• EXERCISE SET:
**1)** In the text on inguinal hernias, what is a hernia called when the small bowel or omentum gets stuck in it?
**2)** Please extend the text on inguinal hernias, starting after its final sentence.

───── DOCUMENT EXTRACT

An inguinal hernia or groin hernia is the most common type of hernia in adults. Inguinal or groin hernias are more common in men but they may also occur in women. With an inguinal hernia, abdominal contents, most commonly the small bowel (small intestine) or the omentum (a layer of fat that coats everyone’s abdominal cavity), can protrude through the hernia creating a lump or visible bulge. A hernia may cause discomfort or sometimes pain. Discomfort or pain from an inguinal hernia can be constant or may be sporadic, occurring once in a while. Discomfort or pain results when the small intestine or omentum gets caught in the hernia. Usually, the small bowel or omentum passes back though the hernia into the abdomen (reduces itself), and symptoms resolve. Occasionally, the small bowel or omentum gets stuck in the hernia, the hernia is then called incarcerated. If it is unable to be pushed back in, surgery is sometimes emergently needed, as the blood supply to the intestine may be compromised. Surgery is needed to reduce the intestine back into the abdomen before the intestine becomes strangulated (loss of its blood supply). Learn more about Inguinal Hernias.

──────────
───── GIVEN ENTRIES

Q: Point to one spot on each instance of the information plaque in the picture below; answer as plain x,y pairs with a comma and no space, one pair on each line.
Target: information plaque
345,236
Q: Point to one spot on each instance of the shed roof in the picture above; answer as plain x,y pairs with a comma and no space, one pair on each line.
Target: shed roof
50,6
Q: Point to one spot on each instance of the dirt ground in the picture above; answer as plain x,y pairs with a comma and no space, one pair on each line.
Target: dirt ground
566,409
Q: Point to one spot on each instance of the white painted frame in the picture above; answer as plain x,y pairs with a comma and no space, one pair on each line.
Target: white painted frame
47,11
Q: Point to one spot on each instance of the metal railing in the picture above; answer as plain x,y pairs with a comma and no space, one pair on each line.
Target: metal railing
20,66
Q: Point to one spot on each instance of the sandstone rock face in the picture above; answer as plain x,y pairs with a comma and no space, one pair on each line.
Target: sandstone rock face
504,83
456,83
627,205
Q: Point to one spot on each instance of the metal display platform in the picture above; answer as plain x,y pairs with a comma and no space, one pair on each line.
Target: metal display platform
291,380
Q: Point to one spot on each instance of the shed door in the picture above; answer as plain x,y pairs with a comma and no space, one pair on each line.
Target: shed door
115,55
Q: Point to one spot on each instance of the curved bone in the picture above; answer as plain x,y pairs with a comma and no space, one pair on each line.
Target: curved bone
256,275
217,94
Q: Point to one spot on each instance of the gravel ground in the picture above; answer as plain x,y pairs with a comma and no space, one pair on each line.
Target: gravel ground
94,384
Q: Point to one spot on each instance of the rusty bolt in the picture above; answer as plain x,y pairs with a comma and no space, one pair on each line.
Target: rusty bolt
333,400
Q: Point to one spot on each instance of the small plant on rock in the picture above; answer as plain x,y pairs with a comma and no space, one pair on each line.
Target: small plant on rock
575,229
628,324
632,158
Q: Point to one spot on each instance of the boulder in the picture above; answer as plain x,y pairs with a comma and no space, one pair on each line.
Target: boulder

──────────

• WRITTEN ANSWERS:
**1)** Incarcerated.

**2)**
A femoral hernia is a type of groin hernia that occurs below the inguinal crease. The inguinal crease is the where the leg meets the abdomen in your abdominal wall. This type of hernia is less common than inguinal hernias but is, actually, more common in women. Femoral hernias have a higher likelihood of becoming to become stuck or strangulated. These hernias should almost always be repaired. Learn more about Femoral Hernias.
Umbilical hernias occur in or around the belly-button, or umbilicus. The belly button is an inherently weaker area of the abdominal wall, likely as a consequence of your umbilical cord coming from this area in utero. Eventually, the fascial layer of the abdominal wall can be worn away, resulting in a hole (a hernia) in the abdominal wall.
These hernias may occur in infants at or just after birth, and may resolve at 3 or 4 years of age. However, the area of weakness can persist or worsen throughout life, and can occur in men and women at any time, but most commonly in women after pregnancy. In adults, an umbilical hernia will not heal and go away on its own but may grow larger with time. Incarceration or strangulation may occur with an umbilical hernia. Learn more about Umbilical Hernias.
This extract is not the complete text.